→ **What is needed**:
Reproduce the data below word for word, starting at the line that contains "the gray wall" and continuing through the last line of the data. Include both the starting line and the final line.

→ **Input**:
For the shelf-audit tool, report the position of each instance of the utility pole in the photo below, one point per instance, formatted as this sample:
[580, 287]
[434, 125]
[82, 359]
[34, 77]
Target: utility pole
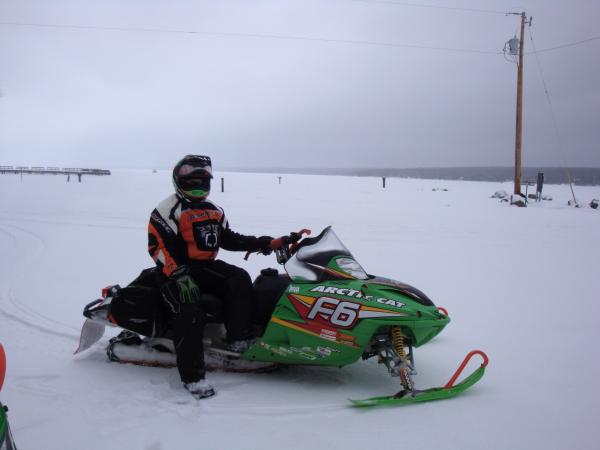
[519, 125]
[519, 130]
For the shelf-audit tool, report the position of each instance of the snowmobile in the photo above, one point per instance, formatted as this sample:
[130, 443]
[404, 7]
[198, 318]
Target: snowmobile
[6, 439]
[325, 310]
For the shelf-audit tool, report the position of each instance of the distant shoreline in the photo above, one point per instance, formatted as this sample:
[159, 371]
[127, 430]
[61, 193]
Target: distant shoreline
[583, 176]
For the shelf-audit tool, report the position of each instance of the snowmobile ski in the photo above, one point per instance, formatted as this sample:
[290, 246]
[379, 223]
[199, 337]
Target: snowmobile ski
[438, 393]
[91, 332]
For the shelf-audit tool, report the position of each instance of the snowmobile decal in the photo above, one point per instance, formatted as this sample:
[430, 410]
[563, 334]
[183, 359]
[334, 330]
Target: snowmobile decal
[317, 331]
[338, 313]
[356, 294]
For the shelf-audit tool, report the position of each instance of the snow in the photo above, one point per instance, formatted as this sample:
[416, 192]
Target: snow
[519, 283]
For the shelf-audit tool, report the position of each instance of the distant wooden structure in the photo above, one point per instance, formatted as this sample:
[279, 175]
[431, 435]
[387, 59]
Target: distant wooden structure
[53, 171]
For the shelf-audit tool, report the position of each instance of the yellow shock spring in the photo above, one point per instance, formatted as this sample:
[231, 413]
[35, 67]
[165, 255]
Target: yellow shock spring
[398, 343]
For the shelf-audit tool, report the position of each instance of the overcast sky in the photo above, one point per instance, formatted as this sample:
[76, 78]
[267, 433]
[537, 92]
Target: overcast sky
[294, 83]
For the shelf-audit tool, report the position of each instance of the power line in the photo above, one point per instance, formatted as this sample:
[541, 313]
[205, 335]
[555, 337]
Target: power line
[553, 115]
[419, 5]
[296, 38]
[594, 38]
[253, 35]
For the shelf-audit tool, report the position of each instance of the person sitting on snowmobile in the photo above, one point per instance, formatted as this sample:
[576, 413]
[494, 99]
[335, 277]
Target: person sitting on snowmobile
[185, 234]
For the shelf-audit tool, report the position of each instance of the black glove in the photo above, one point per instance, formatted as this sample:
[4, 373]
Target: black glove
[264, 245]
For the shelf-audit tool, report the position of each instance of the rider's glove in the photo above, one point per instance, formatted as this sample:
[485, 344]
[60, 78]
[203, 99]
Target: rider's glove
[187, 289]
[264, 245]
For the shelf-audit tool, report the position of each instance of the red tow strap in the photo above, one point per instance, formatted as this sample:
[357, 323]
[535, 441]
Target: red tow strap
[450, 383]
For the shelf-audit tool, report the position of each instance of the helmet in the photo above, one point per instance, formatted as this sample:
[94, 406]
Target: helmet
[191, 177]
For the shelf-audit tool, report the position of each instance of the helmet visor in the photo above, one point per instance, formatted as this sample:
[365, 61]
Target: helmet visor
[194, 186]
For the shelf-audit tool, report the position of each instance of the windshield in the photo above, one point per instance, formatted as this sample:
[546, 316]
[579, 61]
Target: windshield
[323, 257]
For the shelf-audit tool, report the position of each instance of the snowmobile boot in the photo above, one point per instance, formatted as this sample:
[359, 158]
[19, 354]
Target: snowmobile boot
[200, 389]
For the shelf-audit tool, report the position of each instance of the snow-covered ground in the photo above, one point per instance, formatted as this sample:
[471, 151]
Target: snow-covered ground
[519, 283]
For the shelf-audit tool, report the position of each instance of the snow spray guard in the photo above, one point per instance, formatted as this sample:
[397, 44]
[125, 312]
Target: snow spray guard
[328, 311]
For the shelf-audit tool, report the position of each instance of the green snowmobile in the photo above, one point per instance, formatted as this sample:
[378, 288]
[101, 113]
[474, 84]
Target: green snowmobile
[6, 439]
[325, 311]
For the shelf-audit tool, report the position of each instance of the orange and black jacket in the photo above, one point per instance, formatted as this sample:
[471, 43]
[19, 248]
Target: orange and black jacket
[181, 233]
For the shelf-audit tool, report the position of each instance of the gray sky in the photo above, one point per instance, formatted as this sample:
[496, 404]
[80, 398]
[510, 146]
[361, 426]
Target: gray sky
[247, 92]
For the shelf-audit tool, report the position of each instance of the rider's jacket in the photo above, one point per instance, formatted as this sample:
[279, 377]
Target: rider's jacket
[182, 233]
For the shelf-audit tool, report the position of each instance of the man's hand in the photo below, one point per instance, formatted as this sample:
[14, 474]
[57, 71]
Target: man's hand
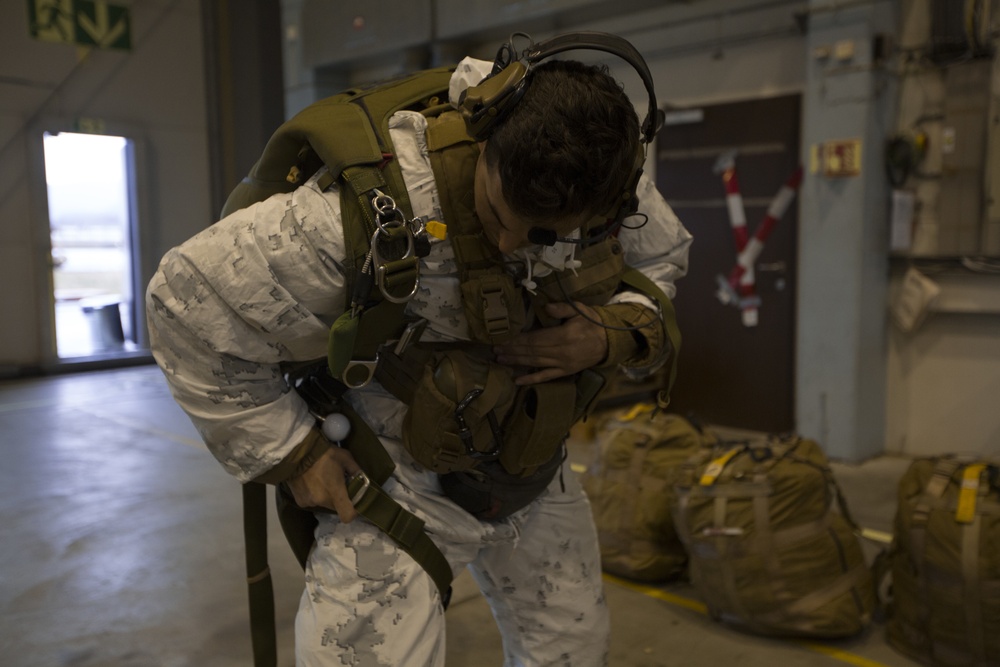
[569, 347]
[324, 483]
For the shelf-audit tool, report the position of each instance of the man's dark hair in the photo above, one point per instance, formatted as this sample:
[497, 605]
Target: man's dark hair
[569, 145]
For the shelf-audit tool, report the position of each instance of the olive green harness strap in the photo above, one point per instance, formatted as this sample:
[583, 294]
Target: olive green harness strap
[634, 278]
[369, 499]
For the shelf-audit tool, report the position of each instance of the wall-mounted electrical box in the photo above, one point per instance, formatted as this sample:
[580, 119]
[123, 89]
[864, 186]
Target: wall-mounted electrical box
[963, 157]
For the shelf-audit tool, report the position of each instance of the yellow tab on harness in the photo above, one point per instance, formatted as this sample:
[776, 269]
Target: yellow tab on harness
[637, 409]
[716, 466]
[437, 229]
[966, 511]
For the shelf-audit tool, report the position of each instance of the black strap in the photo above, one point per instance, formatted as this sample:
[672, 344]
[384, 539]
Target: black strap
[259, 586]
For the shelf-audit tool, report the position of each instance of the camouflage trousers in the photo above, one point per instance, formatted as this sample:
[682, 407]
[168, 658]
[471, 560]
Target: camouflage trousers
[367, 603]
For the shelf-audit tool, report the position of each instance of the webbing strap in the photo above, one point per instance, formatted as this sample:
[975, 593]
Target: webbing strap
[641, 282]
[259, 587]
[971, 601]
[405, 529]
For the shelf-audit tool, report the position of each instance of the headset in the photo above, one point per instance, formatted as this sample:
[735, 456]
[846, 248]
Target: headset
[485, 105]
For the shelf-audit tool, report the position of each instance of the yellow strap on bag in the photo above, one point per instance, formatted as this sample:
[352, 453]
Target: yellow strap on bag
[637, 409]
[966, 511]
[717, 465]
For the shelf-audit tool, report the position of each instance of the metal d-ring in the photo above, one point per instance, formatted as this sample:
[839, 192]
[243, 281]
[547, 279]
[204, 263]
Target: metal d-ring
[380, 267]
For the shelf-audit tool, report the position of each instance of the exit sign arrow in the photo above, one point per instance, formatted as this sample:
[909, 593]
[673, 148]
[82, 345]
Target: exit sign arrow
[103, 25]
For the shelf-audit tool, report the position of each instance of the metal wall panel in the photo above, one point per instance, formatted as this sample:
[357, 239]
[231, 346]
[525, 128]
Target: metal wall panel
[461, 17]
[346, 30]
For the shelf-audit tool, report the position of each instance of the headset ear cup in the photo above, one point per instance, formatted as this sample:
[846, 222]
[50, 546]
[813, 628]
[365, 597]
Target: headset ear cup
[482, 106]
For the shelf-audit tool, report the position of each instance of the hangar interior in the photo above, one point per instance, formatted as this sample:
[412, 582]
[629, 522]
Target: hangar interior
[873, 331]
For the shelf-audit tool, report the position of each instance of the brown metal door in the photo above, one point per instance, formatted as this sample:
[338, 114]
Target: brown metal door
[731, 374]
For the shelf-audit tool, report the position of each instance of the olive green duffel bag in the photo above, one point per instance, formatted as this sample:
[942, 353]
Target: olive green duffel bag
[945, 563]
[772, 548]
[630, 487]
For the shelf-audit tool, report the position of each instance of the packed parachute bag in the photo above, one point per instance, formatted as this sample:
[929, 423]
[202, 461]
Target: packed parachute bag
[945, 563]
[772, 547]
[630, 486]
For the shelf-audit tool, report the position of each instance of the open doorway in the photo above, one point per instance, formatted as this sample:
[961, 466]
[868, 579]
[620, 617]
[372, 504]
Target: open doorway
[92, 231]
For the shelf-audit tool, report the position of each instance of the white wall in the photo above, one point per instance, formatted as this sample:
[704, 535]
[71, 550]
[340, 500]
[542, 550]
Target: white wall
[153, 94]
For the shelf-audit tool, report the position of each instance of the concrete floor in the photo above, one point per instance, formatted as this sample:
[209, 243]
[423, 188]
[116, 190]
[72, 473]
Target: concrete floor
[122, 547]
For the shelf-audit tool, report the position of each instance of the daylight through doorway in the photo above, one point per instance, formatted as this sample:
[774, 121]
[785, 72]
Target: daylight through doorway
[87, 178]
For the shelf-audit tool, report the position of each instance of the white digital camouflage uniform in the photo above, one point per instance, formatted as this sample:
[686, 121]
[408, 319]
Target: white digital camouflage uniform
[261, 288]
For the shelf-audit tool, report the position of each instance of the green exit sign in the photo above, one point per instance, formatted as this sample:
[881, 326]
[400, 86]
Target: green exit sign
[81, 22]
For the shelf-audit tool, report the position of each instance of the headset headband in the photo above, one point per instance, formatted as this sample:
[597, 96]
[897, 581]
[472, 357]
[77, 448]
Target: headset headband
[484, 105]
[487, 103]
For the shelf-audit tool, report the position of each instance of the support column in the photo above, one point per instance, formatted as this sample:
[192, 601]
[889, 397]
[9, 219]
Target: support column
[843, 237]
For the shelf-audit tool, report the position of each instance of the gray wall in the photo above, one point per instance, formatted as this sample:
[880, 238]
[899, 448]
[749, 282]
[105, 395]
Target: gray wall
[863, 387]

→ **Solved exercise**:
For the shelf-audit tool, report the position of each instance of the gray wall in the photo above, one point per instance, formatted as this sample:
[880, 238]
[899, 448]
[749, 282]
[105, 395]
Target: gray wall
[863, 387]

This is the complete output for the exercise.